(Region annotation entries)
= = = = =
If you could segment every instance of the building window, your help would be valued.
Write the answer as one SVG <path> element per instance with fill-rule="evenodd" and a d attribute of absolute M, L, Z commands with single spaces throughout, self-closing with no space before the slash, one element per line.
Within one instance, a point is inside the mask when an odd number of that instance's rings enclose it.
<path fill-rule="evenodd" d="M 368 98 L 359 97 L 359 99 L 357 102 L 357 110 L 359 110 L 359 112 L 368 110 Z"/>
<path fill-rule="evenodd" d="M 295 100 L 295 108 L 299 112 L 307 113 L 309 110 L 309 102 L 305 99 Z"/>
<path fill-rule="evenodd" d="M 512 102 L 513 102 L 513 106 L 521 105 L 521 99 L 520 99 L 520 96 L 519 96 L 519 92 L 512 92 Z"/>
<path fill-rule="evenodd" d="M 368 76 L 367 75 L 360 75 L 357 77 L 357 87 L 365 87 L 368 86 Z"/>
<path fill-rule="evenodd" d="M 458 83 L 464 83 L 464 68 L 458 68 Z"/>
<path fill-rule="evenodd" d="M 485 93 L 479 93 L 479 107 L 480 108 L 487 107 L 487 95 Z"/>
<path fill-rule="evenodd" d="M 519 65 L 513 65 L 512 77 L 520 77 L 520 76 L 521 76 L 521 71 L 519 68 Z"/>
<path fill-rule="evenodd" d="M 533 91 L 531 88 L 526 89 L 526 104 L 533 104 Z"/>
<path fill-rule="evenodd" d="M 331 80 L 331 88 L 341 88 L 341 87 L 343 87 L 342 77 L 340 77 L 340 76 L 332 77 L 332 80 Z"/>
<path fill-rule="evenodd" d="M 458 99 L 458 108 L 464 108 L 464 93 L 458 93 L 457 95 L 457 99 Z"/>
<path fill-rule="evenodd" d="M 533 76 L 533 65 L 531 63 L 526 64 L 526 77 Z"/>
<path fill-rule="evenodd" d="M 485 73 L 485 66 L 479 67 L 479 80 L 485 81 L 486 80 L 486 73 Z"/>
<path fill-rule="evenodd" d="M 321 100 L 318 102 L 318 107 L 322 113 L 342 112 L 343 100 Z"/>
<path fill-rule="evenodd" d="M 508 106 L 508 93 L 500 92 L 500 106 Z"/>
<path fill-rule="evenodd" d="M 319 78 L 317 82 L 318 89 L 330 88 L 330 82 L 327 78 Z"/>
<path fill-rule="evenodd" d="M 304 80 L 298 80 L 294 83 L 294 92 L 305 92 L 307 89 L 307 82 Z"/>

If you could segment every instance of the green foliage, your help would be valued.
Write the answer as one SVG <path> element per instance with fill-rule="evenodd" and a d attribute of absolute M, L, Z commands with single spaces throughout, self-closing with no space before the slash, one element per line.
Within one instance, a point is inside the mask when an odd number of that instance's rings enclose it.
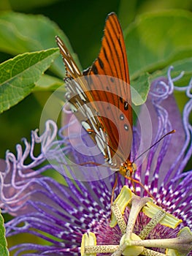
<path fill-rule="evenodd" d="M 4 227 L 4 219 L 1 214 L 0 210 L 0 255 L 7 256 L 9 255 L 9 252 L 7 248 L 7 241 L 5 238 L 5 230 Z"/>
<path fill-rule="evenodd" d="M 175 61 L 185 59 L 191 62 L 186 58 L 192 56 L 192 34 L 188 33 L 191 27 L 191 13 L 180 10 L 145 14 L 128 27 L 125 40 L 132 84 L 137 84 L 134 80 L 146 72 L 150 74 L 149 80 L 146 77 L 139 83 L 142 94 L 147 95 L 147 91 L 144 90 L 154 78 L 154 72 L 158 70 L 158 76 L 166 76 L 165 70 L 167 72 L 170 65 L 174 67 Z M 185 66 L 180 64 L 180 68 L 183 69 L 178 72 L 185 70 Z M 192 75 L 190 66 L 188 71 Z"/>
<path fill-rule="evenodd" d="M 58 55 L 58 49 L 50 49 L 18 55 L 0 64 L 0 113 L 28 95 Z"/>

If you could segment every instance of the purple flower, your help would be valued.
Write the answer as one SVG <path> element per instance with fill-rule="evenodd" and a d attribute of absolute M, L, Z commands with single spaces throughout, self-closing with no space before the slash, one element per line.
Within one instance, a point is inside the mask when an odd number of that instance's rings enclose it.
<path fill-rule="evenodd" d="M 136 159 L 138 166 L 134 178 L 146 188 L 144 190 L 135 184 L 139 198 L 148 196 L 146 191 L 149 191 L 158 206 L 183 222 L 175 229 L 157 224 L 147 233 L 147 239 L 173 238 L 183 227 L 192 228 L 192 172 L 183 172 L 192 153 L 192 127 L 188 121 L 192 83 L 185 87 L 175 87 L 173 83 L 180 77 L 172 79 L 170 72 L 171 69 L 167 79 L 157 79 L 151 85 L 147 101 L 134 128 L 131 159 Z M 185 91 L 188 98 L 183 118 L 174 91 Z M 151 124 L 146 120 L 147 110 Z M 23 139 L 23 151 L 17 145 L 16 156 L 7 151 L 6 160 L 0 162 L 0 206 L 4 213 L 15 217 L 5 224 L 7 236 L 15 241 L 9 248 L 15 255 L 79 255 L 82 236 L 87 232 L 95 234 L 99 245 L 120 244 L 122 232 L 119 226 L 110 227 L 115 176 L 111 176 L 112 172 L 107 167 L 104 170 L 102 167 L 100 171 L 99 166 L 74 165 L 88 162 L 103 163 L 104 160 L 101 154 L 89 157 L 81 154 L 82 143 L 91 147 L 93 142 L 86 132 L 77 135 L 77 129 L 80 127 L 77 121 L 71 113 L 66 115 L 69 124 L 59 130 L 59 139 L 56 124 L 47 121 L 43 134 L 39 136 L 37 130 L 33 131 L 31 143 Z M 137 159 L 152 142 L 172 129 L 177 130 L 175 134 L 166 136 Z M 35 156 L 34 148 L 39 143 L 41 154 Z M 47 176 L 47 172 L 56 174 L 57 178 Z M 118 180 L 115 197 L 125 184 L 133 189 L 131 182 L 122 177 Z M 126 223 L 131 218 L 132 207 L 126 209 Z M 138 214 L 132 227 L 137 235 L 150 221 L 145 214 Z M 16 240 L 20 234 L 28 234 L 26 241 L 25 236 L 22 241 Z M 164 253 L 164 248 L 167 247 L 155 250 Z"/>

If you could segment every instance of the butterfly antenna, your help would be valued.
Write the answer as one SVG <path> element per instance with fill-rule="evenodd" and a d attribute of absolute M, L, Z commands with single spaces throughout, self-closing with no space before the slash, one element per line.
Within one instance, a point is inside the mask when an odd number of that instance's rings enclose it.
<path fill-rule="evenodd" d="M 166 136 L 174 133 L 176 132 L 175 129 L 172 130 L 169 132 L 167 132 L 166 135 L 164 135 L 164 136 L 162 136 L 158 141 L 156 141 L 154 144 L 153 144 L 150 147 L 149 147 L 149 148 L 147 148 L 147 150 L 145 150 L 144 152 L 142 152 L 139 157 L 137 157 L 134 162 L 135 162 L 136 160 L 137 160 L 139 158 L 140 158 L 144 154 L 145 154 L 146 152 L 147 152 L 149 150 L 150 150 L 150 148 L 152 148 L 153 147 L 154 147 L 154 146 L 155 146 L 156 144 L 158 144 L 161 140 L 162 140 Z"/>
<path fill-rule="evenodd" d="M 103 140 L 103 142 L 104 142 L 104 144 L 106 144 L 115 154 L 117 154 L 117 155 L 119 157 L 120 159 L 121 159 L 121 160 L 122 160 L 123 162 L 124 161 L 124 160 L 122 159 L 122 157 L 115 151 L 115 150 L 113 149 L 113 148 L 110 146 L 110 145 L 109 145 L 109 144 L 107 143 L 107 142 L 106 142 L 106 141 L 104 140 L 104 139 L 102 138 L 102 137 L 101 137 L 99 134 L 96 133 L 93 129 L 87 129 L 86 131 L 87 131 L 88 132 L 94 132 L 96 135 L 97 135 Z"/>

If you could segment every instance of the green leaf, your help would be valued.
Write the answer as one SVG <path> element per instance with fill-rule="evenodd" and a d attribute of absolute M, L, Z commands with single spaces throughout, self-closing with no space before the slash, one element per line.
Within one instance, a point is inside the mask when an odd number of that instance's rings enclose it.
<path fill-rule="evenodd" d="M 0 15 L 0 50 L 12 55 L 55 48 L 59 35 L 80 68 L 69 41 L 59 27 L 43 15 L 13 12 Z M 52 65 L 52 71 L 61 78 L 65 75 L 61 58 Z"/>
<path fill-rule="evenodd" d="M 44 74 L 37 83 L 34 91 L 54 91 L 64 84 L 64 80 Z"/>
<path fill-rule="evenodd" d="M 19 55 L 0 64 L 0 113 L 28 95 L 58 57 L 57 48 Z"/>
<path fill-rule="evenodd" d="M 4 227 L 4 219 L 1 214 L 0 210 L 0 255 L 7 256 L 9 255 L 9 252 L 7 248 L 7 244 L 5 238 L 5 229 Z"/>
<path fill-rule="evenodd" d="M 192 56 L 192 15 L 169 10 L 141 15 L 125 33 L 131 78 Z"/>

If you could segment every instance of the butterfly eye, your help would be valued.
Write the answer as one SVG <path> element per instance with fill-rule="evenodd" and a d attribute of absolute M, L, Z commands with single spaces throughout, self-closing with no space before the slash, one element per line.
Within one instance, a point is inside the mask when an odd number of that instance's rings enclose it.
<path fill-rule="evenodd" d="M 123 114 L 120 115 L 120 120 L 124 120 L 124 116 Z"/>
<path fill-rule="evenodd" d="M 126 131 L 128 131 L 128 126 L 127 124 L 124 124 L 124 128 Z"/>

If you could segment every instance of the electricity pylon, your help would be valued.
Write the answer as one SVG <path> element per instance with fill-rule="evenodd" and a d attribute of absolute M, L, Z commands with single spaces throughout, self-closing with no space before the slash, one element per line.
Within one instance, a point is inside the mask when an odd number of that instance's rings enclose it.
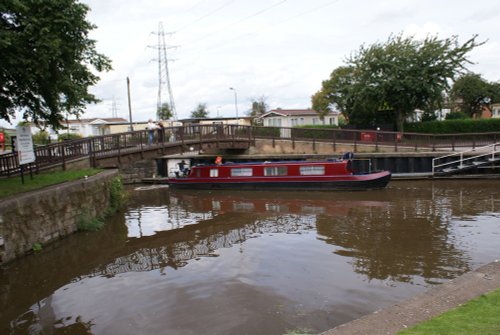
<path fill-rule="evenodd" d="M 160 22 L 158 24 L 158 101 L 156 110 L 157 119 L 160 118 L 161 107 L 165 102 L 165 99 L 163 99 L 162 95 L 163 92 L 165 91 L 165 85 L 166 85 L 166 89 L 168 91 L 170 110 L 172 112 L 172 118 L 174 120 L 177 120 L 174 95 L 172 94 L 172 85 L 170 85 L 170 74 L 168 72 L 167 49 L 171 48 L 173 47 L 167 47 L 167 45 L 165 44 L 165 32 L 163 31 L 163 24 Z"/>

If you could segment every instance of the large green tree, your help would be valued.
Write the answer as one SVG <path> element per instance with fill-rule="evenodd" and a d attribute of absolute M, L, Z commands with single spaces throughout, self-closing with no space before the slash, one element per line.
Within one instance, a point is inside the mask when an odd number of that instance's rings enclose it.
<path fill-rule="evenodd" d="M 76 0 L 0 2 L 0 118 L 22 111 L 58 129 L 98 101 L 88 89 L 111 61 L 88 36 L 96 28 L 88 11 Z"/>
<path fill-rule="evenodd" d="M 415 109 L 442 105 L 450 82 L 466 71 L 468 53 L 481 44 L 476 38 L 460 44 L 456 36 L 421 41 L 396 35 L 385 43 L 361 46 L 323 82 L 313 107 L 331 103 L 350 123 L 361 125 L 373 123 L 377 113 L 392 111 L 402 130 Z"/>
<path fill-rule="evenodd" d="M 469 117 L 480 116 L 483 106 L 500 102 L 500 84 L 490 83 L 479 74 L 466 73 L 453 83 L 450 97 L 455 111 Z"/>
<path fill-rule="evenodd" d="M 196 108 L 191 112 L 193 119 L 206 119 L 208 118 L 208 108 L 206 103 L 199 103 Z"/>
<path fill-rule="evenodd" d="M 159 120 L 169 120 L 174 116 L 172 112 L 172 107 L 168 102 L 164 102 L 161 104 L 161 107 L 157 107 L 157 116 Z"/>

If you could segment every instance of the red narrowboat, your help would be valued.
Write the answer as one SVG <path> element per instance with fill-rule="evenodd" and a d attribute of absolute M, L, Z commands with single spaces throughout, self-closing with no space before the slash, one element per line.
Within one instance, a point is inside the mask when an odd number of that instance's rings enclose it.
= = = = =
• [STATED PROBLEM]:
Reproduce verbatim the lines of the material from the line with "If you could segment every instance of the green leaf, your" up to and including the line with "126 131 L 128".

• [FINAL ANSWER]:
If you could segment every instance of the green leaf, your help would be valued.
Write the answer as one SVG <path> element per instance with fill-rule="evenodd" and a d attribute of absolute M, L, Z commands with single spaces throughout, self-closing with no space before the slash, one element per line.
Within one instance, a point is inside the mask when an odd number of that instance's rings enclose it.
<path fill-rule="evenodd" d="M 0 15 L 0 50 L 12 55 L 55 48 L 59 35 L 80 68 L 69 41 L 59 27 L 43 15 L 13 12 Z M 52 65 L 52 71 L 61 78 L 65 75 L 61 58 Z"/>
<path fill-rule="evenodd" d="M 44 74 L 37 83 L 34 91 L 54 91 L 64 84 L 64 80 Z"/>
<path fill-rule="evenodd" d="M 19 55 L 0 64 L 0 113 L 28 95 L 58 57 L 57 48 Z"/>
<path fill-rule="evenodd" d="M 4 227 L 4 219 L 1 214 L 0 210 L 0 255 L 7 256 L 9 255 L 9 252 L 7 248 L 7 244 L 5 238 L 5 229 Z"/>
<path fill-rule="evenodd" d="M 192 56 L 192 15 L 169 10 L 141 15 L 125 33 L 131 78 Z"/>

If you could segment every instance of the butterfly eye, your help would be valued.
Write the answer as one SVG <path> element per instance with fill-rule="evenodd" and a d attribute of absolute M, L, Z commands with single spaces throughout, self-closing with no space before the slash, one element per line.
Within one instance, a point is inside the mask when an odd number of that instance's rings enclose it.
<path fill-rule="evenodd" d="M 123 114 L 120 115 L 120 120 L 124 120 L 124 116 Z"/>
<path fill-rule="evenodd" d="M 126 131 L 128 131 L 128 126 L 127 124 L 124 124 L 124 128 Z"/>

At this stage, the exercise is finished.